The Incredible Edible Community Gardening Project

Pam Warhurst, co-founder of Incredible Edible Todmorden (IET) is the kind of woman who gets things done. After attending a lecture on sustainability she starting thinking (but not for long) about what she could do in her local community of Todmorden in West Yorkshire, to show people how it’s possible to live our lives differently.  She had a 2 hour train journey ahead of her and by the time she had got back to Yorkshire she had written a model for the Incredible Edible project on the back of a Virgin Trains serviette.  Any similarity to J.K. Rowling, however, ends there.  Pam doesn’t ask permission to publish, she just goes ahead and publishes.  “Incredible doesn’t talk about doing, it just does,” she said, with some alacrity.

 

IET was founded in 2008 by Pam Warhurst and Mary Clear and a group of like-minded individuals who believed in the power of small actions.  The aim behind the Incredible Edible Project was to use local food as a means of engaging people to enter into a conversation about how they live their lives.  Pam’s view was that, when one person starts to do something positive, others naturally follow suit, ultimately resulting in a collective movement that can have far-reaching effects.  With 120 community groups around the UK now following the IET model the network has also spread to France, Canada, the USA and Australia.

 

The IET model is based on the ‘three plates’ of community, learning and business.  By taking something that everybody knows about – food – the idea was to get people in the local community engaged in conversation by turning disused plots into herb and vegetable gardens.  Did they ask for permission to plant their first plot? Of course not!  They chose a plot which had been neglected by the local Council and planted some herbs and put signs up telling passers-by to help themselves.  At first, people were wary of helping themselves, being English and polite and/or suspicious of apparently free food, but slowly locals started freely helping themselves.  Picture signs were put up so passers-by could easily identify what was growing, and a traffic-light system used to show when foods were ripe and ready to be picked.

 

What the IET team discovered when they started taking over these disused plots, is that the local Council would then meet them halfway and help to maintain them!  As time went by, the IET team moved on to planting outside Health Centres and Police Stations (on these occasions they did ask for permission first!).  Provided the proprietors were not required to get involved in the work or fund the project in any way, most were happy for their land to be cultivated with edible plants.  Pam told us that the first Health Centre they planted was where the serial killer Harold Shipman had once practiced as a GP.  She noted, with some irony, that where people once thought about death, they now see the gardens and think about life.

 

The scheme was so successful that when a new multi-million pound Health Centre was built, the NHS Commissioning Group decided their policy should be amended to include edible gardens as part of their Corporate Social Responsibility programmes.

 

Meanwhile, police from all over the UK are visiting the site in Todmorden, not to learn how to grow vegetables, but to learn about how the IET project has helped to foster community relations – an important element of local policing – and how it has reduced local crime, in particular vandalism.

 

Then they began to link up with schools (the Learning plate of the scheme) in order to develop skills and awareness of local food from the grassroots upwards.  Pam told a lovely story about a private garden that they planted (with permission) on a house which was situated near to a local council estate.  One day, a mother and her two children from the estate were walking past and the children went into the garden and picked some vegetables to take home. The next day, the children returned to the garden to place the leftover vegetables in the compost bin, and left a pot of soup made using the vegetables they had picked, on the owner’s doorstep.

_ _ _ _ _

**PROBLEM DESCRIPTION:** Duplicate the stretch of the community gardening text from "The Incredible Edible Community" through "with some alacrity.", keeping every word and mark the same. The records that come next are separate material, unrelated to the text above.

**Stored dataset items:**
_ _ _ _ _

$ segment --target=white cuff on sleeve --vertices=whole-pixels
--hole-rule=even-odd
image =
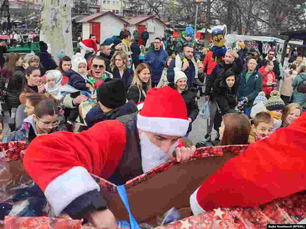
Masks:
[[[200,188],[198,188],[193,194],[190,196],[190,207],[194,215],[199,215],[206,212],[206,211],[200,206],[198,202],[198,201],[196,200],[196,194],[198,193],[198,191]]]
[[[50,182],[45,190],[45,195],[52,206],[55,215],[73,200],[100,186],[83,167],[73,167]]]

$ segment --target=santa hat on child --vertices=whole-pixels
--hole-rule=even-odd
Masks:
[[[87,62],[86,59],[80,53],[76,53],[75,55],[71,57],[71,69],[77,72],[79,71],[79,65],[81,64],[84,64],[86,65],[86,69],[87,68]]]
[[[189,126],[186,104],[177,90],[168,86],[149,90],[137,115],[137,128],[144,131],[183,136]]]

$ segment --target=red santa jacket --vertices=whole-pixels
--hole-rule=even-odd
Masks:
[[[24,167],[57,215],[65,209],[77,218],[73,216],[90,202],[106,205],[89,173],[117,185],[143,173],[136,117],[134,113],[77,134],[59,132],[32,141],[25,154]],[[179,143],[179,147],[187,145]]]
[[[267,83],[268,82],[275,82],[275,74],[273,71],[269,72],[266,71],[264,66],[261,67],[258,71],[261,73],[261,76],[263,78],[263,91],[266,95],[270,95],[270,93],[273,90],[273,87],[267,85]]]
[[[193,211],[257,206],[306,189],[305,139],[304,113],[210,177],[191,197]]]

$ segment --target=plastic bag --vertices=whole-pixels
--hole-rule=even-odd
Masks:
[[[202,118],[207,119],[210,118],[210,101],[206,101],[205,104],[201,106],[200,116]]]

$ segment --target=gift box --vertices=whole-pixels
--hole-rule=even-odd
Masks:
[[[306,192],[255,208],[218,208],[156,229],[266,228],[268,224],[296,224],[306,218]]]
[[[197,149],[194,156],[183,164],[163,164],[132,179],[125,184],[131,212],[139,223],[156,219],[173,207],[189,207],[190,195],[228,160],[243,151],[247,145],[209,147]],[[117,192],[116,186],[94,175],[107,206],[118,220],[129,221],[128,212]],[[191,211],[185,211],[185,216]],[[184,214],[183,214],[184,216]]]

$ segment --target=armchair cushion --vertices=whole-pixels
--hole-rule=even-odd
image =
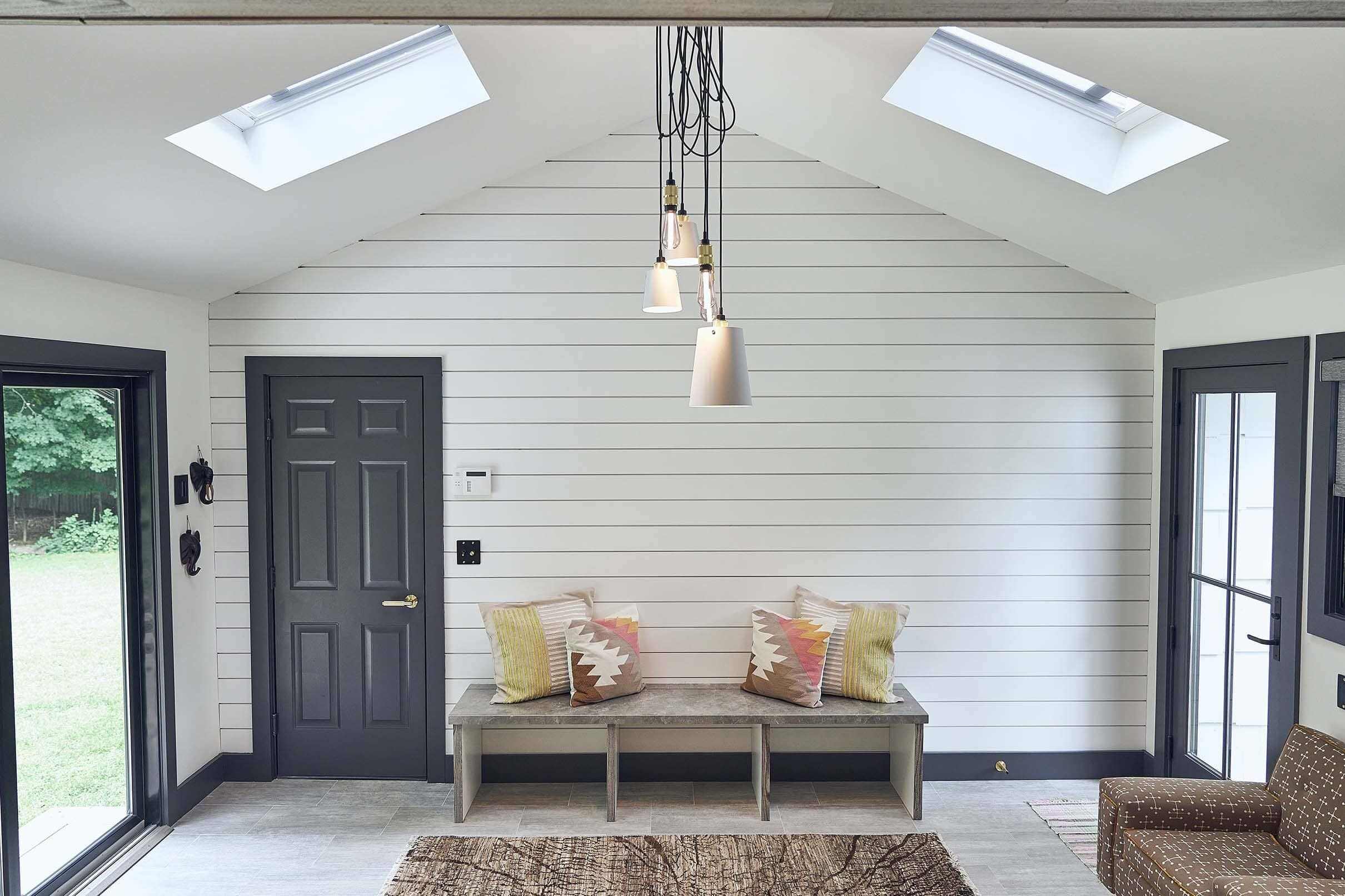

_ _ _ _ _

**THE COMPLETED TASK:**
The Incredible Edible Community Gardening Project

Pam Warhurst, co-founder of Incredible Edible Todmorden (IET) is the kind of woman who gets things done. After attending a lecture on sustainability she starting thinking (but not for long) about what she could do in her local community of Todmorden in West Yorkshire, to show people how it’s possible to live our lives differently.  She had a 2 hour train journey ahead of her and by the time she had got back to Yorkshire she had written a model for the Incredible Edible project on the back of a Virgin Trains serviette.  Any similarity to J.K. Rowling, however, ends there.  Pam doesn’t ask permission to publish, she just goes ahead and publishes.  “Incredible doesn’t talk about doing, it just does,” she said, with some alacrity.